The first indication that the said white tiger might not have been exactly what the police imagined came when the helicopter observation team reported that the tiger had no heat signature and, suspiciously, did not move. Then, the wind blew it over; we know that there are no hurricanes in Hampshire, so finally the white tiger team must have realised that the animal was a stuffed toy.

The entire story, reported in The Guardian, is completely bizarre. First, the panic. How come that it never occurred to anyone that a real live white tiger was wholly unlikely to be sitting in a Hampshire field? Then, the overreaction. A helicopter with heat-reading equipment, significant police presence, tranquillising darts, involvement by the local zoo and much else all point to the assumption made by the authorities that, yes, white tigers do hang out in Hampshire and this must be taken very, very seriously indeed.

My guess is that those who have spent time in India simply don’t know whether to laugh or cry at the absence of common sense on the part of those involved. Safety culture, backed up by the Health and Safety Executive, have created a climate in which people are terrified of their own shadows and will run to authority at the first sign of anything untoward. They can’t handle it themselves and appear to have abandoned agency, with relief. After all, if there is no agency, they might surmise, then there is no need to assume responsibility either.

I recall a trip on the Budapest metro some years ago when a young man boarded the train with a falcon on his wrist. No one batted an eyelid. A falconer with a falcon is hardly the commonest sight in Budapest, though others have seen the pair too, but the passengers, all Hungarian presumably, behaved with the sangfroid proverbially attributed to the English. I suspect that if there had been Brits on the train, they would have broken out in a fit of screaming heebie-jeebies. After all, they were thoroughly frightened by a stuffed white tiger in Hampshire.

_TO BE DONE_
a - In the tiger essay, what did the helicopter observation team report that first suggested the tiger might not be real?
b - List each response by the authorities that the tiger essay names as part of the overreaction.
The material that comes next has no connection to the tiger essay.

_RECORDED INFORMATION_

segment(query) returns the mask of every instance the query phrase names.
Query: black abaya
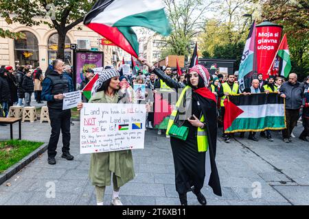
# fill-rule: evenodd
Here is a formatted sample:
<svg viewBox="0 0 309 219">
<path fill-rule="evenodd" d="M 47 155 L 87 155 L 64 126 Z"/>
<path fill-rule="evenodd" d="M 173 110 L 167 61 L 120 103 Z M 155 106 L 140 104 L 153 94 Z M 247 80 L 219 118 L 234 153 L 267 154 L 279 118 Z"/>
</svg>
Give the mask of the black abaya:
<svg viewBox="0 0 309 219">
<path fill-rule="evenodd" d="M 201 107 L 196 100 L 193 99 L 192 114 L 200 118 L 201 113 Z M 205 152 L 198 151 L 197 127 L 192 126 L 187 120 L 183 126 L 189 128 L 187 140 L 170 139 L 175 168 L 176 190 L 184 194 L 194 185 L 195 191 L 198 192 L 204 185 Z"/>
</svg>

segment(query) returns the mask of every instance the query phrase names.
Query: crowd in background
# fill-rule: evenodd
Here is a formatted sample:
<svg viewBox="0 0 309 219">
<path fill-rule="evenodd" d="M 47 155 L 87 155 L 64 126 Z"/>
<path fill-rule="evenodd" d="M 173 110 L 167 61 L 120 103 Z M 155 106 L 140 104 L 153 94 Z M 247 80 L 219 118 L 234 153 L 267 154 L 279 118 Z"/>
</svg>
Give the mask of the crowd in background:
<svg viewBox="0 0 309 219">
<path fill-rule="evenodd" d="M 106 68 L 113 68 L 108 66 Z M 178 75 L 176 70 L 170 66 L 162 68 L 164 73 L 169 75 L 178 83 L 185 85 L 187 77 L 185 72 L 181 75 Z M 0 116 L 8 116 L 10 106 L 16 104 L 19 106 L 31 106 L 31 96 L 34 93 L 34 96 L 38 103 L 43 103 L 41 99 L 42 82 L 47 75 L 52 72 L 52 66 L 49 66 L 43 76 L 42 69 L 40 67 L 32 68 L 32 66 L 17 66 L 15 69 L 12 66 L 2 66 L 0 68 L 0 103 L 1 107 L 4 112 L 4 115 Z M 70 66 L 65 66 L 65 74 L 72 78 L 72 69 Z M 80 90 L 88 83 L 94 77 L 95 73 L 92 69 L 87 69 L 84 71 L 84 80 L 82 81 Z M 297 120 L 301 120 L 304 130 L 301 133 L 299 138 L 304 141 L 308 141 L 308 87 L 309 77 L 305 78 L 303 82 L 298 82 L 296 78 L 286 79 L 284 77 L 271 76 L 267 80 L 263 80 L 263 75 L 258 74 L 255 80 L 253 80 L 252 88 L 245 89 L 243 92 L 275 92 L 279 94 L 284 94 L 286 98 L 286 116 L 288 122 L 288 129 L 284 131 L 283 139 L 286 142 L 291 142 L 290 137 L 295 138 L 292 132 L 295 126 L 297 125 Z M 294 80 L 294 81 L 293 81 Z M 144 74 L 142 70 L 139 70 L 136 75 L 122 75 L 119 77 L 120 86 L 122 88 L 129 90 L 128 94 L 133 102 L 137 102 L 135 92 L 134 91 L 135 84 L 145 84 L 148 90 L 152 90 L 152 94 L 146 91 L 148 99 L 154 102 L 153 94 L 157 90 L 166 90 L 168 92 L 168 87 L 165 84 L 161 84 L 162 81 L 159 80 L 154 73 Z M 295 88 L 297 87 L 297 88 Z M 230 88 L 230 89 L 229 88 Z M 238 75 L 233 74 L 220 74 L 216 72 L 211 77 L 209 81 L 208 88 L 215 94 L 218 103 L 218 125 L 219 127 L 222 127 L 225 109 L 222 101 L 227 94 L 236 94 L 241 93 L 238 86 Z M 249 89 L 249 90 L 248 90 Z M 228 90 L 229 92 L 225 90 Z M 87 102 L 85 96 L 82 96 L 82 101 Z M 143 101 L 138 101 L 138 103 Z M 293 102 L 293 103 L 292 103 Z M 154 113 L 148 114 L 146 127 L 152 129 L 154 125 Z M 161 134 L 162 130 L 158 129 L 158 134 Z M 261 132 L 260 136 L 266 140 L 273 141 L 271 132 L 266 131 Z M 240 133 L 240 138 L 244 137 L 244 133 Z M 169 137 L 169 136 L 167 136 Z M 223 130 L 224 140 L 226 142 L 230 141 L 230 135 L 225 134 Z M 258 141 L 255 133 L 250 132 L 249 139 Z"/>
</svg>

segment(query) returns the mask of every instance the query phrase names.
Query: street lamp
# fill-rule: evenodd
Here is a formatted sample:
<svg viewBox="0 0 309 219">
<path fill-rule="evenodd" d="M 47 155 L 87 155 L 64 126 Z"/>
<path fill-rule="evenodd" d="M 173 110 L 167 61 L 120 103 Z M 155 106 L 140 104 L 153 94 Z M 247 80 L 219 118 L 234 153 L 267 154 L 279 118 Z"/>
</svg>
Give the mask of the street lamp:
<svg viewBox="0 0 309 219">
<path fill-rule="evenodd" d="M 252 14 L 244 14 L 242 16 L 250 17 L 250 24 L 252 23 Z"/>
</svg>

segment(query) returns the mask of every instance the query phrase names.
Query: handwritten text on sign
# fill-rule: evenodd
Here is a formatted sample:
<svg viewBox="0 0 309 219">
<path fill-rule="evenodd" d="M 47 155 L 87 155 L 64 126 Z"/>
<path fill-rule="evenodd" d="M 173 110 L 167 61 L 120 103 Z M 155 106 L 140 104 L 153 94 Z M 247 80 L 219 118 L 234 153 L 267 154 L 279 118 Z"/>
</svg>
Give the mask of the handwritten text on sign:
<svg viewBox="0 0 309 219">
<path fill-rule="evenodd" d="M 62 110 L 76 107 L 78 103 L 82 102 L 80 91 L 73 91 L 63 94 Z"/>
<path fill-rule="evenodd" d="M 144 149 L 144 104 L 84 103 L 80 153 Z"/>
</svg>

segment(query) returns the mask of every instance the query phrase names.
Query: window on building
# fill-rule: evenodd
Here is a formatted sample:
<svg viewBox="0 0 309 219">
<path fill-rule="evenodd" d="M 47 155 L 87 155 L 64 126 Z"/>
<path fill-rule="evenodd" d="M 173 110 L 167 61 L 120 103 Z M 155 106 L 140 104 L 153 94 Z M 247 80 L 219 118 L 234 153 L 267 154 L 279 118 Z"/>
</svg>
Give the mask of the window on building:
<svg viewBox="0 0 309 219">
<path fill-rule="evenodd" d="M 14 40 L 15 64 L 20 66 L 30 64 L 33 68 L 38 66 L 38 39 L 30 31 L 23 31 L 25 39 Z"/>
<path fill-rule="evenodd" d="M 50 64 L 57 57 L 58 34 L 54 34 L 49 37 L 47 42 L 48 63 Z M 65 40 L 65 63 L 71 65 L 71 41 L 67 36 Z"/>
<path fill-rule="evenodd" d="M 164 41 L 158 40 L 153 40 L 153 47 L 154 47 L 161 48 L 161 47 L 165 47 L 165 42 Z"/>
</svg>

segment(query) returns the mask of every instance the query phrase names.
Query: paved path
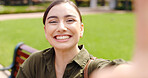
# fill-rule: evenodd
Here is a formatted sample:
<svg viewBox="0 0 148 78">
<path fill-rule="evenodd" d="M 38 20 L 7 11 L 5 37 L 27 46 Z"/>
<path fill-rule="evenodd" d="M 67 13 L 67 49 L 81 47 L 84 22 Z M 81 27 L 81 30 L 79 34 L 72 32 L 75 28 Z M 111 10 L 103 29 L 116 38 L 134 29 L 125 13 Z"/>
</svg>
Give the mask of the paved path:
<svg viewBox="0 0 148 78">
<path fill-rule="evenodd" d="M 125 13 L 126 11 L 112 11 L 108 8 L 79 8 L 82 15 L 96 14 L 96 13 Z M 0 15 L 0 21 L 8 19 L 21 19 L 21 18 L 39 18 L 43 17 L 43 12 L 38 13 L 20 13 L 20 14 L 3 14 Z"/>
</svg>

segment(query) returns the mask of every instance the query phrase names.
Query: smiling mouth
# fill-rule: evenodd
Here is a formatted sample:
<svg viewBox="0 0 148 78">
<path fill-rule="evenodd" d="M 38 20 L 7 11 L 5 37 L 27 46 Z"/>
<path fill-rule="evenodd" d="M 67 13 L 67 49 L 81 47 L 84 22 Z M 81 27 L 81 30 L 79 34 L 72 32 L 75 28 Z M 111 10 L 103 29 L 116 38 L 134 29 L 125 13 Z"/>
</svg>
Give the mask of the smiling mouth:
<svg viewBox="0 0 148 78">
<path fill-rule="evenodd" d="M 69 39 L 70 37 L 72 37 L 72 36 L 70 36 L 70 35 L 57 35 L 54 38 L 57 39 L 57 40 L 65 40 L 65 39 Z"/>
</svg>

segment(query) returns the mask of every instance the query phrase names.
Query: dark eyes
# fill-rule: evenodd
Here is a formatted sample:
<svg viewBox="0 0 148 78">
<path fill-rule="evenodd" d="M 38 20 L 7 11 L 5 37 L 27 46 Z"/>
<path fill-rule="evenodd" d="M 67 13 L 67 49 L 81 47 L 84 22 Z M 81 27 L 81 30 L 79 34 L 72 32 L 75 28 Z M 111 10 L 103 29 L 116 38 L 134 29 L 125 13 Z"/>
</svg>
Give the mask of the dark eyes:
<svg viewBox="0 0 148 78">
<path fill-rule="evenodd" d="M 68 23 L 68 24 L 72 24 L 72 23 L 74 23 L 76 20 L 74 20 L 74 19 L 67 19 L 67 20 L 65 20 L 65 22 L 66 23 Z M 51 21 L 49 21 L 49 23 L 50 24 L 58 24 L 59 23 L 59 21 L 58 20 L 51 20 Z"/>
</svg>

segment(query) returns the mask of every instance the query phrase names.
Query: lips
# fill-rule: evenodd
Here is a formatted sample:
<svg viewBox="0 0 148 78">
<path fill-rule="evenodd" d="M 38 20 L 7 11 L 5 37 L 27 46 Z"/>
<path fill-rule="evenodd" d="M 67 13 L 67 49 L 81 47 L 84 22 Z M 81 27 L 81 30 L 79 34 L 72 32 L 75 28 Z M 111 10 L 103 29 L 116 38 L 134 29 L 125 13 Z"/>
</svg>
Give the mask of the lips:
<svg viewBox="0 0 148 78">
<path fill-rule="evenodd" d="M 69 39 L 70 37 L 71 37 L 71 35 L 56 35 L 56 36 L 54 36 L 54 38 L 57 40 L 65 40 L 65 39 Z"/>
</svg>

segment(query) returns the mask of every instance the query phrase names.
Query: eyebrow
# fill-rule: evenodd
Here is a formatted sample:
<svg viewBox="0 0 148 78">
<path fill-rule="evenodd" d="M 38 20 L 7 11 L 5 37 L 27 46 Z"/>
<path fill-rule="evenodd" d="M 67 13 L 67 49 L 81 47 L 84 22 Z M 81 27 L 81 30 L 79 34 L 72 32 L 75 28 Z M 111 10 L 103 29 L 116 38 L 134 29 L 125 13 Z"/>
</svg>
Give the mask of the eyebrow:
<svg viewBox="0 0 148 78">
<path fill-rule="evenodd" d="M 50 19 L 50 18 L 58 18 L 58 17 L 57 16 L 50 16 L 47 19 Z"/>
<path fill-rule="evenodd" d="M 64 17 L 76 17 L 76 16 L 73 16 L 73 15 L 65 15 Z"/>
</svg>

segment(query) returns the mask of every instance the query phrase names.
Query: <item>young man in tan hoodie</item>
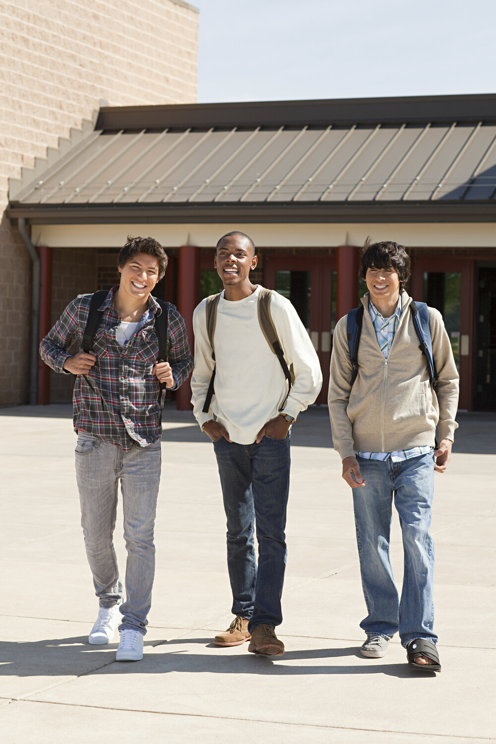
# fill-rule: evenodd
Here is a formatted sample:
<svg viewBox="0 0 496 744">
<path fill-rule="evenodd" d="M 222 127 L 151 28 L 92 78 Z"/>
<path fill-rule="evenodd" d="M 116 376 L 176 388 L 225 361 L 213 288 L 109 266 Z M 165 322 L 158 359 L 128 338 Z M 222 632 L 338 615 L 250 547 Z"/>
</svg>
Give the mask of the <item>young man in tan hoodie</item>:
<svg viewBox="0 0 496 744">
<path fill-rule="evenodd" d="M 434 471 L 450 461 L 458 403 L 458 373 L 441 314 L 428 308 L 439 379 L 430 384 L 403 289 L 410 258 L 397 243 L 370 243 L 360 274 L 368 292 L 352 382 L 347 316 L 336 324 L 329 410 L 343 478 L 353 489 L 356 536 L 368 614 L 364 656 L 384 656 L 399 632 L 409 666 L 440 671 L 434 631 L 434 548 L 429 534 Z M 439 444 L 434 450 L 436 428 Z M 405 551 L 401 601 L 389 558 L 392 502 L 399 515 Z"/>
</svg>

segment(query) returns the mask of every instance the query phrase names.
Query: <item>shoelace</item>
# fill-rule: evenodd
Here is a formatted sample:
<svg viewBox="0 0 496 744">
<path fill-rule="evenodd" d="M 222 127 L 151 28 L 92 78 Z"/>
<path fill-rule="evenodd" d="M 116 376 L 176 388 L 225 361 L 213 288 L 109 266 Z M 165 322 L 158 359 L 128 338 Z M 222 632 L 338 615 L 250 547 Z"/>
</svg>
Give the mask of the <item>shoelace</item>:
<svg viewBox="0 0 496 744">
<path fill-rule="evenodd" d="M 113 612 L 109 609 L 102 609 L 98 611 L 98 627 L 110 627 L 113 619 Z"/>
<path fill-rule="evenodd" d="M 271 638 L 276 638 L 275 630 L 274 629 L 271 625 L 263 625 L 262 627 L 265 629 L 265 632 L 267 634 L 267 635 L 270 635 Z"/>
<path fill-rule="evenodd" d="M 134 650 L 138 641 L 138 633 L 139 630 L 131 630 L 130 628 L 124 628 L 120 632 L 120 645 Z"/>
<path fill-rule="evenodd" d="M 234 620 L 231 623 L 231 625 L 229 626 L 229 627 L 228 628 L 228 631 L 230 633 L 233 633 L 234 631 L 236 631 L 236 630 L 239 630 L 240 633 L 242 633 L 242 632 L 243 632 L 243 618 L 239 618 L 239 617 L 235 618 Z M 227 631 L 226 631 L 226 632 L 227 632 Z"/>
</svg>

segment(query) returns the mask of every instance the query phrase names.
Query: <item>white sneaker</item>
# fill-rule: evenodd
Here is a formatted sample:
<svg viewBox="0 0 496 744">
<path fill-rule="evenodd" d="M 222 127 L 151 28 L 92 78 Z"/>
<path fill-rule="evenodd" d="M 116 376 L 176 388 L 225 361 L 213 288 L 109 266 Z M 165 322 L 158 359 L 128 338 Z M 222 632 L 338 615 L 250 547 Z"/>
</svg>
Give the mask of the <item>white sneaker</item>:
<svg viewBox="0 0 496 744">
<path fill-rule="evenodd" d="M 108 644 L 114 638 L 115 629 L 121 618 L 119 605 L 112 605 L 112 607 L 100 607 L 98 610 L 97 621 L 88 636 L 88 643 L 94 646 Z"/>
<path fill-rule="evenodd" d="M 115 658 L 117 661 L 139 661 L 143 658 L 143 633 L 130 628 L 121 630 Z"/>
</svg>

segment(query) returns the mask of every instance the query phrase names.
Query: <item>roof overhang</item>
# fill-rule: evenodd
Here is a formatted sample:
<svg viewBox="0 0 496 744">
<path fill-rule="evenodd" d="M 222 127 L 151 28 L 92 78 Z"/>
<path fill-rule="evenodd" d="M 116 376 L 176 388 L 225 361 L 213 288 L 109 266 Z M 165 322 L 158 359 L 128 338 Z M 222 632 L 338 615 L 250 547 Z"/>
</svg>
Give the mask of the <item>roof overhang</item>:
<svg viewBox="0 0 496 744">
<path fill-rule="evenodd" d="M 106 106 L 95 129 L 327 126 L 496 121 L 496 94 Z"/>
<path fill-rule="evenodd" d="M 10 202 L 10 220 L 38 225 L 183 222 L 496 222 L 493 202 L 207 202 L 28 205 Z"/>
</svg>

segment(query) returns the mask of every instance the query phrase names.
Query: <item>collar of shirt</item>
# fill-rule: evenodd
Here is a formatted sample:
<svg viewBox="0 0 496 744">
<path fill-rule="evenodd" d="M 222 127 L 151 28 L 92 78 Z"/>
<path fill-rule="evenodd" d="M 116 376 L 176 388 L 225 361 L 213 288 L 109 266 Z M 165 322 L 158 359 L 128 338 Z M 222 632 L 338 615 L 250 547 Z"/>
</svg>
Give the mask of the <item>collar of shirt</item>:
<svg viewBox="0 0 496 744">
<path fill-rule="evenodd" d="M 398 320 L 399 320 L 399 318 L 402 317 L 402 310 L 403 310 L 403 306 L 402 304 L 402 293 L 400 292 L 399 297 L 398 298 L 398 304 L 396 305 L 396 309 L 390 318 L 385 319 L 385 322 L 387 323 L 389 322 L 391 320 L 391 318 L 394 318 L 395 315 L 398 315 Z M 370 295 L 369 295 L 369 315 L 370 315 L 370 320 L 372 321 L 373 324 L 374 323 L 374 321 L 378 316 L 382 321 L 382 324 L 384 324 L 384 318 L 382 317 L 379 311 L 377 310 L 377 308 L 373 303 L 372 300 L 370 299 Z"/>
</svg>

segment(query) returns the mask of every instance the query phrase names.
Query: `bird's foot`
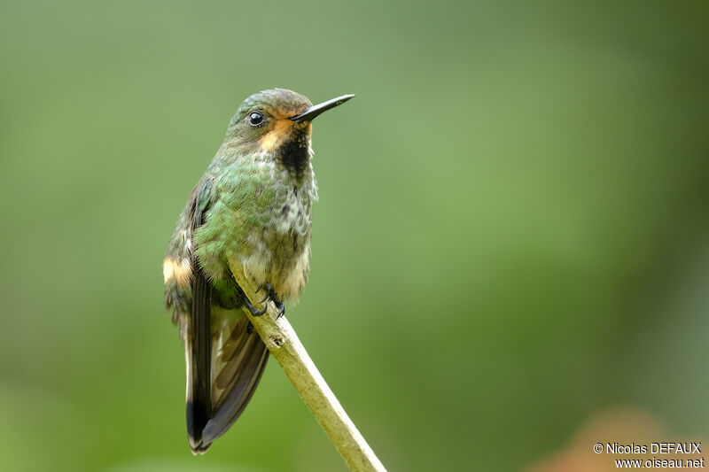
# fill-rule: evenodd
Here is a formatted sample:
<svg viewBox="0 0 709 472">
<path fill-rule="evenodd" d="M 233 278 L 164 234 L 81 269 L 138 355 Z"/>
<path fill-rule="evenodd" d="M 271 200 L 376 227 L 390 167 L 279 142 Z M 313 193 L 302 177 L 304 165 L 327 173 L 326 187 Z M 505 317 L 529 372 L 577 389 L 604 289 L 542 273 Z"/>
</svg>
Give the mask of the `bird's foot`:
<svg viewBox="0 0 709 472">
<path fill-rule="evenodd" d="M 251 312 L 252 316 L 261 316 L 261 314 L 265 313 L 266 310 L 269 308 L 268 305 L 264 305 L 263 309 L 259 310 L 258 308 L 251 305 L 251 302 L 245 297 L 244 298 L 244 305 L 246 306 L 246 309 L 249 312 Z"/>
<path fill-rule="evenodd" d="M 278 296 L 276 294 L 276 290 L 273 290 L 273 287 L 269 282 L 267 282 L 266 283 L 259 287 L 259 290 L 256 290 L 256 293 L 259 293 L 261 290 L 264 290 L 266 292 L 266 297 L 264 297 L 263 299 L 259 303 L 267 303 L 269 300 L 271 300 L 273 301 L 273 303 L 276 304 L 276 308 L 278 309 L 277 318 L 280 318 L 281 316 L 285 314 L 285 305 L 280 298 L 278 298 Z M 265 313 L 265 308 L 264 308 L 264 313 Z"/>
</svg>

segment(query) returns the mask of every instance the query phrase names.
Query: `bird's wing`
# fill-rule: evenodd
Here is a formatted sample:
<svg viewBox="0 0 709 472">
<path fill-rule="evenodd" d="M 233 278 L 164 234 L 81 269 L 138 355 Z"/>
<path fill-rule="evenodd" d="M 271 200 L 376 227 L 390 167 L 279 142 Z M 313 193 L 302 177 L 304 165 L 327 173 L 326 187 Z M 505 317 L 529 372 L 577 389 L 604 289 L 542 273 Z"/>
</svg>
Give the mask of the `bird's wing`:
<svg viewBox="0 0 709 472">
<path fill-rule="evenodd" d="M 206 222 L 214 203 L 212 183 L 205 180 L 188 202 L 191 302 L 183 319 L 187 366 L 187 434 L 192 452 L 204 453 L 242 414 L 261 380 L 269 351 L 248 329 L 241 307 L 218 306 L 220 299 L 195 255 L 194 232 Z M 189 210 L 188 210 L 189 209 Z M 243 291 L 233 282 L 238 298 Z M 220 285 L 220 289 L 222 286 Z"/>
</svg>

_TASK RESULTS_
a - They reported that the tiger had no heat signature and did not move.

b -
- A helicopter with heat-reading equipment
- Significant police presence
- Tranquillising darts
- Involvement by the local zoo